**Work order**:
All of the data must be output without alteration.

==== Data section

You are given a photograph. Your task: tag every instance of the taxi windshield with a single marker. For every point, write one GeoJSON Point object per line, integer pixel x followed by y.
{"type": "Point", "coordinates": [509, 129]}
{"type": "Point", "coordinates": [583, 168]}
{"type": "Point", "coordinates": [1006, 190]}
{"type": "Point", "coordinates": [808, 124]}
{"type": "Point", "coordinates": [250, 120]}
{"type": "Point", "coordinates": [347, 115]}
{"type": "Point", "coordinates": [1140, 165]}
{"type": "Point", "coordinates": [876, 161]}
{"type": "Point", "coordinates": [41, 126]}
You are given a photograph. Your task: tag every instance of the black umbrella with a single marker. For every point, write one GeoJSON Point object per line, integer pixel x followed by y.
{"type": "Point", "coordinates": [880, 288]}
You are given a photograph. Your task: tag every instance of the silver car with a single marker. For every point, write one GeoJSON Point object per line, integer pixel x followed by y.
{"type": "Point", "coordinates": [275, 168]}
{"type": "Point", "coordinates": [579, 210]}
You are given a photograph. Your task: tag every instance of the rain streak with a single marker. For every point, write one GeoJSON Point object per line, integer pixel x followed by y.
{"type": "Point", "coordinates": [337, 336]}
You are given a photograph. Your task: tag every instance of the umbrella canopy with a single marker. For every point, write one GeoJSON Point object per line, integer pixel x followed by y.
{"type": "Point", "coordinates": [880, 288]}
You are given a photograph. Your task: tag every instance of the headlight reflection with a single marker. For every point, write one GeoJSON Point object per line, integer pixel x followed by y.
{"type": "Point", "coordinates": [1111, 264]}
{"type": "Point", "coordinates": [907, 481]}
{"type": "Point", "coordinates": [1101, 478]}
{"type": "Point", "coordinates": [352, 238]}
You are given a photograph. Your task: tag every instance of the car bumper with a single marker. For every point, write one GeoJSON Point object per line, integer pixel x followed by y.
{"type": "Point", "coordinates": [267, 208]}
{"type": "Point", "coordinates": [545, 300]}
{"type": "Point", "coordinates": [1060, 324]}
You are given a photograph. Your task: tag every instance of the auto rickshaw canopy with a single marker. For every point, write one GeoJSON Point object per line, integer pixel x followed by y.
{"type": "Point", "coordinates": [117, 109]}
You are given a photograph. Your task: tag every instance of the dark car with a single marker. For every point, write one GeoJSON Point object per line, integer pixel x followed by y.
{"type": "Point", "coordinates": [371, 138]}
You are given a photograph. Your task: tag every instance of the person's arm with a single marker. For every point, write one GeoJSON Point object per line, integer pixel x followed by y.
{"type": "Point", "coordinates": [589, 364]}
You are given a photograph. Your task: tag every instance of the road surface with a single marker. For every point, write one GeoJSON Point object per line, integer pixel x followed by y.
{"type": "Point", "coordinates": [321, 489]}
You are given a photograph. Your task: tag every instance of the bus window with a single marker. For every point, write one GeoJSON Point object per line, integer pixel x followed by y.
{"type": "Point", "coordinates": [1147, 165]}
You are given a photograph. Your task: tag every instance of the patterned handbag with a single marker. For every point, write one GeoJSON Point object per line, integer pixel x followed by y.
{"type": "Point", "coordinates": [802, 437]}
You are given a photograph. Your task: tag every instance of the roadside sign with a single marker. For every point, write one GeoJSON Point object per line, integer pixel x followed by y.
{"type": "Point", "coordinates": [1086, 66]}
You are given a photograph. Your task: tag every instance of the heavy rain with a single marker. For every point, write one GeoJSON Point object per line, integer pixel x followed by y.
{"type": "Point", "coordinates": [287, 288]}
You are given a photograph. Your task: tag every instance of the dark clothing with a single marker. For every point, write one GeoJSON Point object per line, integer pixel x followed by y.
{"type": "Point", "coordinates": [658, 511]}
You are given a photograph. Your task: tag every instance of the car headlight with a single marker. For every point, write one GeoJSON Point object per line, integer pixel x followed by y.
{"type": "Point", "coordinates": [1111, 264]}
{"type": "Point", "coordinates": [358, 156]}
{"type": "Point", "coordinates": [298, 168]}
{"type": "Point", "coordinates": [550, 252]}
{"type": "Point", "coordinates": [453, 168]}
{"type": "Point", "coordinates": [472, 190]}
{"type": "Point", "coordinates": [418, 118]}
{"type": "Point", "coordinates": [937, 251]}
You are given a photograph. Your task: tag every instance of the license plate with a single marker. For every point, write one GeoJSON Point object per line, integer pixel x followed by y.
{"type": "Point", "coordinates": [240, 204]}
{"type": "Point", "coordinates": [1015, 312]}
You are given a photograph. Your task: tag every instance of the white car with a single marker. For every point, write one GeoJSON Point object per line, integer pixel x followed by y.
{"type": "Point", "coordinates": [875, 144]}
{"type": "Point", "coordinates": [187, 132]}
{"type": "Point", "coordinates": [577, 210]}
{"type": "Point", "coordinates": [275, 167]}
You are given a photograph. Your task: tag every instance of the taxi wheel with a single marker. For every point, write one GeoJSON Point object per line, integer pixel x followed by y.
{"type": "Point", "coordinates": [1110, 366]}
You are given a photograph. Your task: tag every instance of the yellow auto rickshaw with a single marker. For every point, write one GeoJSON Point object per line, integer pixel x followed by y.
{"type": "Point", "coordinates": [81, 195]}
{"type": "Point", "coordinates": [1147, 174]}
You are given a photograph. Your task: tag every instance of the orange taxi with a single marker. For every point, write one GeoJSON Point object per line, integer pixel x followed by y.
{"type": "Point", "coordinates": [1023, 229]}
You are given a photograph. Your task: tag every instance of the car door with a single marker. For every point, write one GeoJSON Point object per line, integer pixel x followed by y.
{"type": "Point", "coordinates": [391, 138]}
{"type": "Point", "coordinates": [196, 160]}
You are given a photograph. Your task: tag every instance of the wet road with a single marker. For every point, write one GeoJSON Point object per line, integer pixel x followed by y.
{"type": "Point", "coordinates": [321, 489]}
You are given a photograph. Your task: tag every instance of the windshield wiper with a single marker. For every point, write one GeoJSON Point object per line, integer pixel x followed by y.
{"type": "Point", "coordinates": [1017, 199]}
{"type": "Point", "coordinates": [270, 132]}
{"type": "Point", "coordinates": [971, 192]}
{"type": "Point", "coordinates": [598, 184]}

========

**Answer to the problem**:
You are given a photograph. Your task: tag every instance of the taxi windshield with a single marker. For every point, write one GeoJSON Point object per line, integer pixel x followed by y.
{"type": "Point", "coordinates": [509, 129]}
{"type": "Point", "coordinates": [583, 168]}
{"type": "Point", "coordinates": [1006, 190]}
{"type": "Point", "coordinates": [808, 124]}
{"type": "Point", "coordinates": [250, 120]}
{"type": "Point", "coordinates": [347, 115]}
{"type": "Point", "coordinates": [1140, 165]}
{"type": "Point", "coordinates": [876, 161]}
{"type": "Point", "coordinates": [41, 126]}
You are given a photograph. Your task: tag every instance of the black umbrella with a single marker. For every point, write one GeoJSON Point object per line, integer pixel x followed by y.
{"type": "Point", "coordinates": [880, 288]}
You are given a photograph. Your task: tag every instance of the silver car with a single marker. For every point, write one GeoJSON Point object per line, integer pixel x followed by y.
{"type": "Point", "coordinates": [275, 168]}
{"type": "Point", "coordinates": [579, 210]}
You are given a photograph. Your task: tag every instance of the rain streak with a single marker. For every point, write one GeoJSON Point object per line, integer pixel x followed by y.
{"type": "Point", "coordinates": [337, 336]}
You are given a photograph. Your task: tag every instance of the umbrella canopy with a single marker. For every point, write one GeoJSON Point object per line, integer pixel x followed by y.
{"type": "Point", "coordinates": [880, 288]}
You are given a photograph. Your task: tag every instance of the headlight reflection with a single marker. For every point, write one GeoJSON Point object per line, integer pixel x followed by y.
{"type": "Point", "coordinates": [1111, 264]}
{"type": "Point", "coordinates": [907, 481]}
{"type": "Point", "coordinates": [1101, 478]}
{"type": "Point", "coordinates": [352, 238]}
You are given a photograph. Your task: tag every instance of the car bumper with a single marker. For every point, write one GeoJSON Point object per line, integer pixel x followed by y.
{"type": "Point", "coordinates": [267, 208]}
{"type": "Point", "coordinates": [545, 300]}
{"type": "Point", "coordinates": [1060, 324]}
You are given a photograph. Your task: tag every instance of the auto rickshaw canopy with a single marker. For every point, write one GeoJSON Point object per line, integer pixel x followed by y.
{"type": "Point", "coordinates": [117, 109]}
You are given a photograph. Your task: tag every instance of the dark car with a single marker. For every point, write one GeoJSON Point object per line, integer pixel x followed by y.
{"type": "Point", "coordinates": [371, 138]}
You are given a photograph. Your task: tag every instance of the person's arm with a single marker. For every point, write one GeoJSON Point object per line, integer pixel x followed by y.
{"type": "Point", "coordinates": [589, 364]}
You are given a photograph. Your task: tag every instance of the road surface with a single marker. For every point, write one GeoJSON Point object per line, integer pixel x followed by y.
{"type": "Point", "coordinates": [321, 489]}
You are given a photograph. Your task: tag every instance of the bus window with a single marker. For every point, write one GeoJSON Point object per line, integer pixel x followed by y.
{"type": "Point", "coordinates": [1147, 165]}
You are given a photograph. Your task: tag every instance of the patterned handbag with a single marker. For every point, write one GeoJSON Point object per line, integer pixel x followed by y.
{"type": "Point", "coordinates": [802, 437]}
You are given a photograph. Your task: tag every instance of the roadside sign with a single marker. For every point, write one GeoJSON Point object per line, integer pixel x followed by y.
{"type": "Point", "coordinates": [1086, 66]}
You are given a photograph. Your task: tag every instance of the heavy rain with a single marker. For every point, write one GeoJSON Point object per line, integer pixel x followed by y.
{"type": "Point", "coordinates": [287, 288]}
You are given a photograph. Your task: tag every instance of the dark clothing with a single marker. For every point, write one GeoJSON Point object per line, integer pixel x followed by y.
{"type": "Point", "coordinates": [658, 511]}
You are given a photograph. Your task: tag every instance of the car headlight with a single marker. For every point, write one GeoJSON Point object per line, integer pixel x followed by y.
{"type": "Point", "coordinates": [1111, 264]}
{"type": "Point", "coordinates": [358, 156]}
{"type": "Point", "coordinates": [298, 168]}
{"type": "Point", "coordinates": [550, 252]}
{"type": "Point", "coordinates": [453, 168]}
{"type": "Point", "coordinates": [472, 190]}
{"type": "Point", "coordinates": [418, 118]}
{"type": "Point", "coordinates": [937, 251]}
You are given a photograph. Your task: tag every instance of the license plate with a single marker. For every point, write one GeoJSON Point object per line, integer pixel x followed by y.
{"type": "Point", "coordinates": [240, 204]}
{"type": "Point", "coordinates": [1015, 312]}
You are given a photograph. Your task: tag every instance of the white car with a single marker. For every point, write one GeoJSON Point object per line, integer pixel x followed by y.
{"type": "Point", "coordinates": [875, 144]}
{"type": "Point", "coordinates": [187, 132]}
{"type": "Point", "coordinates": [577, 210]}
{"type": "Point", "coordinates": [275, 167]}
You are given a photograph. Your task: tag every instance of the taxi wheel with a single marker. For every point, write one GeoJSON Point object per line, integer pixel x followed by y.
{"type": "Point", "coordinates": [1110, 366]}
You are given a photograph. Your task: tag every instance of the yellow auto rickshaw with a single marker. For every point, write one GeoJSON Point object per line, integer pixel x followed by y.
{"type": "Point", "coordinates": [81, 195]}
{"type": "Point", "coordinates": [1147, 174]}
You are given a photograph. Your task: tag every instance of the orange taxi with a single marker. For every point, write one GeoJSON Point object per line, integer pixel x followed by y.
{"type": "Point", "coordinates": [1023, 229]}
You are given a photograph. Your task: tag every instance of the car door with a single marker. For every point, write one GeoJSON Point object per line, integer pixel x followed by y.
{"type": "Point", "coordinates": [391, 138]}
{"type": "Point", "coordinates": [196, 160]}
You are given a photograph. Your task: tag every instance of the wet road with a single marker. For every point, write one GeoJSON Point object per line, integer pixel x followed by y.
{"type": "Point", "coordinates": [321, 489]}
You are given a photograph. Your task: tag every instance of the windshield wiper with a single marker. For every point, write one GeoJSON Point object per line, integer pixel x followed by y.
{"type": "Point", "coordinates": [1017, 199]}
{"type": "Point", "coordinates": [270, 132]}
{"type": "Point", "coordinates": [971, 192]}
{"type": "Point", "coordinates": [598, 184]}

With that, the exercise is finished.